───── Working data ─────

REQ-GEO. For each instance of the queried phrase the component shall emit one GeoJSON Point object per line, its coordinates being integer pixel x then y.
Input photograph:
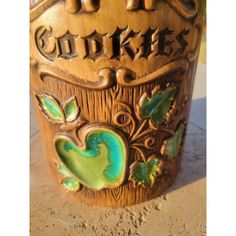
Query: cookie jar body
{"type": "Point", "coordinates": [112, 83]}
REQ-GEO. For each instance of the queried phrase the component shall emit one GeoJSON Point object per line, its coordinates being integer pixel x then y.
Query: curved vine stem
{"type": "Point", "coordinates": [169, 131]}
{"type": "Point", "coordinates": [139, 130]}
{"type": "Point", "coordinates": [143, 134]}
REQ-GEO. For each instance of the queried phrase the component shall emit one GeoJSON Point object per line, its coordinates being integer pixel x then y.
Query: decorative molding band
{"type": "Point", "coordinates": [39, 8]}
{"type": "Point", "coordinates": [108, 77]}
{"type": "Point", "coordinates": [106, 80]}
{"type": "Point", "coordinates": [186, 8]}
{"type": "Point", "coordinates": [72, 6]}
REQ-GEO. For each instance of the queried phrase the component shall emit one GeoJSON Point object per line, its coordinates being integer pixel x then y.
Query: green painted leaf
{"type": "Point", "coordinates": [51, 108]}
{"type": "Point", "coordinates": [157, 106]}
{"type": "Point", "coordinates": [100, 162]}
{"type": "Point", "coordinates": [71, 184]}
{"type": "Point", "coordinates": [63, 170]}
{"type": "Point", "coordinates": [144, 173]}
{"type": "Point", "coordinates": [71, 109]}
{"type": "Point", "coordinates": [172, 146]}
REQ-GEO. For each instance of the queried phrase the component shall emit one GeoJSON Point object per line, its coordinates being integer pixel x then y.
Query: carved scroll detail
{"type": "Point", "coordinates": [108, 77]}
{"type": "Point", "coordinates": [50, 72]}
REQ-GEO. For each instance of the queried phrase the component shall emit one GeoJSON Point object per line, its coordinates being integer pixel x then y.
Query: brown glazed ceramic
{"type": "Point", "coordinates": [111, 82]}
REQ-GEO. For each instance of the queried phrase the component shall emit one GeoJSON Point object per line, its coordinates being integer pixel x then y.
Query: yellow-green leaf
{"type": "Point", "coordinates": [157, 106]}
{"type": "Point", "coordinates": [51, 108]}
{"type": "Point", "coordinates": [144, 173]}
{"type": "Point", "coordinates": [71, 109]}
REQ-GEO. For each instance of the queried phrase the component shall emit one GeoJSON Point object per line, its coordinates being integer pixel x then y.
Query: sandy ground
{"type": "Point", "coordinates": [180, 211]}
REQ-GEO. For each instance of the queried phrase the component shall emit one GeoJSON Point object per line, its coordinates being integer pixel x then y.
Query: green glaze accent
{"type": "Point", "coordinates": [71, 109]}
{"type": "Point", "coordinates": [63, 170]}
{"type": "Point", "coordinates": [144, 173]}
{"type": "Point", "coordinates": [51, 107]}
{"type": "Point", "coordinates": [173, 145]}
{"type": "Point", "coordinates": [157, 106]}
{"type": "Point", "coordinates": [100, 164]}
{"type": "Point", "coordinates": [71, 184]}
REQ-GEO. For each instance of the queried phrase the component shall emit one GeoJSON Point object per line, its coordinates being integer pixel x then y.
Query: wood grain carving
{"type": "Point", "coordinates": [112, 83]}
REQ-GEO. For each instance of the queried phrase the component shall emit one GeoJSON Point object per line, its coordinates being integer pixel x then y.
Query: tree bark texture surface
{"type": "Point", "coordinates": [112, 82]}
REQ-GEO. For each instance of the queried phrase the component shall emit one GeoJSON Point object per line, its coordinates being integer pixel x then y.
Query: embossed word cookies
{"type": "Point", "coordinates": [112, 83]}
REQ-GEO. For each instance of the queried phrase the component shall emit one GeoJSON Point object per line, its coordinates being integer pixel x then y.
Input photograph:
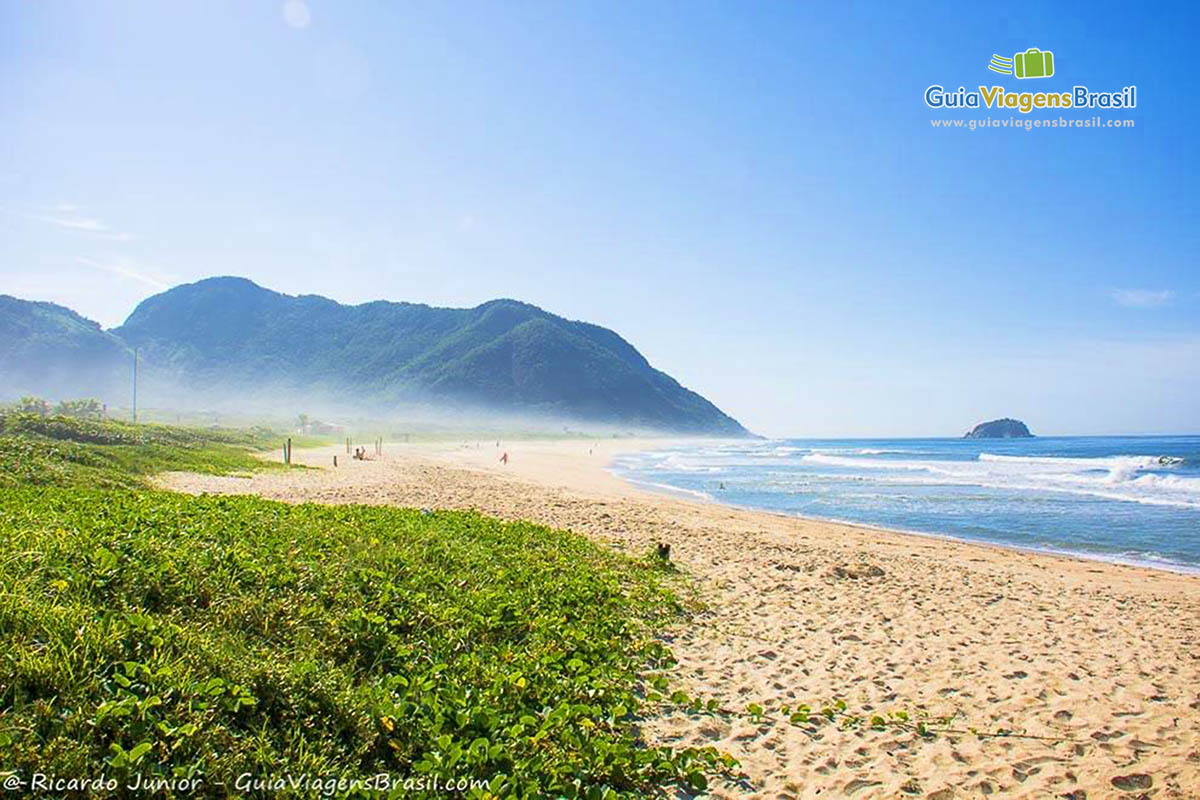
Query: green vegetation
{"type": "Point", "coordinates": [228, 336]}
{"type": "Point", "coordinates": [69, 451]}
{"type": "Point", "coordinates": [163, 636]}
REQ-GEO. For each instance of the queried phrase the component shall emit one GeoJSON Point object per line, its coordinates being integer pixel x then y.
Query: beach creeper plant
{"type": "Point", "coordinates": [154, 636]}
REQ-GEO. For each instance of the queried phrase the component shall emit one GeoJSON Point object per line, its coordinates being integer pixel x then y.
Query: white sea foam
{"type": "Point", "coordinates": [1114, 477]}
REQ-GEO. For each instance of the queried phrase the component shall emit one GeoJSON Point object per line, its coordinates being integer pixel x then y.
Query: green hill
{"type": "Point", "coordinates": [47, 349]}
{"type": "Point", "coordinates": [505, 356]}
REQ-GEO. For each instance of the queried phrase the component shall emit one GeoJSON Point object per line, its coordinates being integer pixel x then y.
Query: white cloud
{"type": "Point", "coordinates": [67, 216]}
{"type": "Point", "coordinates": [127, 269]}
{"type": "Point", "coordinates": [1141, 298]}
{"type": "Point", "coordinates": [77, 223]}
{"type": "Point", "coordinates": [295, 13]}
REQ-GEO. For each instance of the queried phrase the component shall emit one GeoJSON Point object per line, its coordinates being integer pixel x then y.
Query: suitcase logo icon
{"type": "Point", "coordinates": [1030, 64]}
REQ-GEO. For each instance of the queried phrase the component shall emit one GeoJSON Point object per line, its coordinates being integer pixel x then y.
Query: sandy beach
{"type": "Point", "coordinates": [1096, 666]}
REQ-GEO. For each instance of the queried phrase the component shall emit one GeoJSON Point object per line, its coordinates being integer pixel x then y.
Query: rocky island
{"type": "Point", "coordinates": [1003, 428]}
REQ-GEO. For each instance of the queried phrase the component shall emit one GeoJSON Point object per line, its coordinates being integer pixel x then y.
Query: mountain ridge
{"type": "Point", "coordinates": [503, 355]}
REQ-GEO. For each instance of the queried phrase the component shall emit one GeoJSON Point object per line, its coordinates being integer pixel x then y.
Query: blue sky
{"type": "Point", "coordinates": [751, 193]}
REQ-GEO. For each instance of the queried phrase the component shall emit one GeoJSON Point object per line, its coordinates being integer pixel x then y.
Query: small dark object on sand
{"type": "Point", "coordinates": [856, 571]}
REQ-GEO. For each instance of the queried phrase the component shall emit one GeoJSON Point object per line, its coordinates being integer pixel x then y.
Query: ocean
{"type": "Point", "coordinates": [1129, 499]}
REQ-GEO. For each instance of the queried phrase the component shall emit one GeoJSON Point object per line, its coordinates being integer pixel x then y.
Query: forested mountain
{"type": "Point", "coordinates": [503, 355]}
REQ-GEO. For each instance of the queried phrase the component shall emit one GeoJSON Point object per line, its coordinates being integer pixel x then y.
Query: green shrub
{"type": "Point", "coordinates": [162, 635]}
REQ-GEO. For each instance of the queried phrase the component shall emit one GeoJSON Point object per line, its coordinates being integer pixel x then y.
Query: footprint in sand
{"type": "Point", "coordinates": [1133, 782]}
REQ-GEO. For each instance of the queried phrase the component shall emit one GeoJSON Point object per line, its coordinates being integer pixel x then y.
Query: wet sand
{"type": "Point", "coordinates": [1098, 665]}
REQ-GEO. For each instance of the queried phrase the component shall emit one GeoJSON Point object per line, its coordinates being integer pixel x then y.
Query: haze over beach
{"type": "Point", "coordinates": [669, 400]}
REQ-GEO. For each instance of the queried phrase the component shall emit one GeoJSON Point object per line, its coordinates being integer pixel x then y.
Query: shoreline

─────

● Exercise requirements
Please locate each line of the records above that contains the string "green" and copy those lines out. Case counts.

● Solution below
Query: green painted leaf
Query: yellow-green leaf
Query: green glaze accent
Query: green vegetation
Query: green hill
Query: green shrub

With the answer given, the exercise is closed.